» **Goal**
Locate every line in the items below that includes the word "long" with matching case, and copy each of those lines.

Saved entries
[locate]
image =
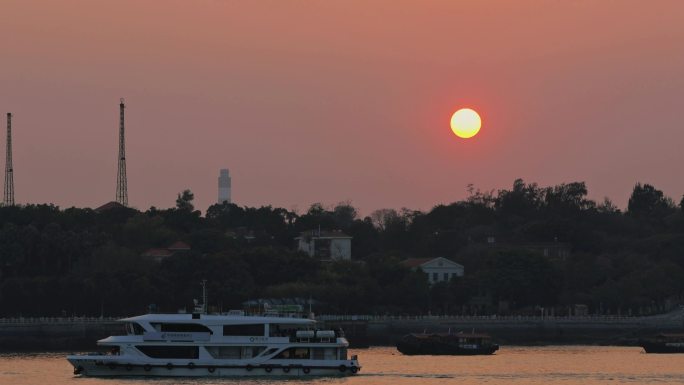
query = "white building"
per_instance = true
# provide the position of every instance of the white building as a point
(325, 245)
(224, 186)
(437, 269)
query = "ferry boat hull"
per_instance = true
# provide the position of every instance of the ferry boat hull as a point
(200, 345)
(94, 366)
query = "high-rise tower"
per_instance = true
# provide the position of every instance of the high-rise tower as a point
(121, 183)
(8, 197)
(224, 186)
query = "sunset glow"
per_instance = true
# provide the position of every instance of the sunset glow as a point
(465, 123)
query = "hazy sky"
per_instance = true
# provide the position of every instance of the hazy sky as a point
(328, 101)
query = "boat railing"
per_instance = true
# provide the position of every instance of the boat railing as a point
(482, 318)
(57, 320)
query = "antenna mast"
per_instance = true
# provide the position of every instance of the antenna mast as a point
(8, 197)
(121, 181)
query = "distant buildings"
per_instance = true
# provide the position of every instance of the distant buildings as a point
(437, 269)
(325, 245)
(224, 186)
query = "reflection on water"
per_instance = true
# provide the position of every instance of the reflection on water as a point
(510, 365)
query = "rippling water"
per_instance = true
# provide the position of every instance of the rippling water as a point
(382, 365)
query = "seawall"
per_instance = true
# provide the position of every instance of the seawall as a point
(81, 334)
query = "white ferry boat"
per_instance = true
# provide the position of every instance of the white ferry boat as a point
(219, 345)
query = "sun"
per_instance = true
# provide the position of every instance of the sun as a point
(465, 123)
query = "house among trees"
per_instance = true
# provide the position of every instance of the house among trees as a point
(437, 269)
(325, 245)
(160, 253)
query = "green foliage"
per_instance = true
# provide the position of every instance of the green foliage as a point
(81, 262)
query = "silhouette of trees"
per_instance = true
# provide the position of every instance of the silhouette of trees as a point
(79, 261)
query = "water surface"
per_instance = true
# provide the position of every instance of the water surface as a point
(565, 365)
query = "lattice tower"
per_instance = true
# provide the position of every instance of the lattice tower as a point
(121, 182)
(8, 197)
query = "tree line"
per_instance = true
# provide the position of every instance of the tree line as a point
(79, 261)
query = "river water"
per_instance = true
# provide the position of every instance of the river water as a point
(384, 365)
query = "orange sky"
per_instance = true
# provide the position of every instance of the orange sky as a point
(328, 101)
--
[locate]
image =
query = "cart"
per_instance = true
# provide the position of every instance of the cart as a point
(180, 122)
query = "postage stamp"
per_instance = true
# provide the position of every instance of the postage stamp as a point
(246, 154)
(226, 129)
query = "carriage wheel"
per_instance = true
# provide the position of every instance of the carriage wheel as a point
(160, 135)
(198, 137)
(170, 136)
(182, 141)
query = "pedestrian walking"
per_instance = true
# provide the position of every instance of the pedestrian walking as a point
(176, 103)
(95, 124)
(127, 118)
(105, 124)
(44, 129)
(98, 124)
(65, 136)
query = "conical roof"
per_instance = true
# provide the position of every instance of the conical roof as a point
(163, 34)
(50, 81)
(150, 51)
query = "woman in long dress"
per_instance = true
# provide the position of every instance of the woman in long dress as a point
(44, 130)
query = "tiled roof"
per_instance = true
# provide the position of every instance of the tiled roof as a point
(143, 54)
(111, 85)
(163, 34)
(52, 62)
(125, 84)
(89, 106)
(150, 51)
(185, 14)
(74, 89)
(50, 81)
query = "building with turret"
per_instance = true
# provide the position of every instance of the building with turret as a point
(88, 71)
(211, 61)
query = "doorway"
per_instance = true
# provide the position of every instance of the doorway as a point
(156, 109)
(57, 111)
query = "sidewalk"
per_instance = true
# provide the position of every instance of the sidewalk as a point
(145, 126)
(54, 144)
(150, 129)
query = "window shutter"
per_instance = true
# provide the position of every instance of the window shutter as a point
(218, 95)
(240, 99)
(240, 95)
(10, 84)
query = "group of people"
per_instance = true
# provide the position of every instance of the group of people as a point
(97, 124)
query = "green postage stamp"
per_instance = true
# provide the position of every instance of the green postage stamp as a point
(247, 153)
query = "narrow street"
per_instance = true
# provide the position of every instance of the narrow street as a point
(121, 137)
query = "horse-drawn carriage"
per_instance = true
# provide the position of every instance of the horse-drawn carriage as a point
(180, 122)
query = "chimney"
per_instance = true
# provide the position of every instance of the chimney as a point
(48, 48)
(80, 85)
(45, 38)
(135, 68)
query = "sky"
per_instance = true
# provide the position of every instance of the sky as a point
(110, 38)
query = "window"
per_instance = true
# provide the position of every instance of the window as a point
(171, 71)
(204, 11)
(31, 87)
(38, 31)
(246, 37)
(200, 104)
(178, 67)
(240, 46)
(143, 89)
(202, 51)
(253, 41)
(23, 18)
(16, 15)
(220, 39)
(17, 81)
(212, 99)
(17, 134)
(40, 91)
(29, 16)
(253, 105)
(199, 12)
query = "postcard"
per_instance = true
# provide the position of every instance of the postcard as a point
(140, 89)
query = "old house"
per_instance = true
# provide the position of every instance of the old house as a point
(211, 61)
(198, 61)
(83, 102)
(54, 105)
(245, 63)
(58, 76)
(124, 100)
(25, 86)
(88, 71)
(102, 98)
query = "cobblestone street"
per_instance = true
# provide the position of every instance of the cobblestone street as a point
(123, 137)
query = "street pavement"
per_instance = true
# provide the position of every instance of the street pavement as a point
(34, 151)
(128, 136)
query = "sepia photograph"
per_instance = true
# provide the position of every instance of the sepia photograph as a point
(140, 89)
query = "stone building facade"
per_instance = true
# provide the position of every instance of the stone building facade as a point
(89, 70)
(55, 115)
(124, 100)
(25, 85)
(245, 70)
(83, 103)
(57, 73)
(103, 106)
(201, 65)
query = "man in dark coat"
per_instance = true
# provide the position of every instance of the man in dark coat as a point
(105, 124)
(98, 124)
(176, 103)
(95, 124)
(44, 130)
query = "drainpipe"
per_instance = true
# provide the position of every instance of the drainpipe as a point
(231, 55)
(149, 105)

» **Solution for this exercise**
query = "woman in long dress"
# provide the position of every instance of the woman in long dress as a point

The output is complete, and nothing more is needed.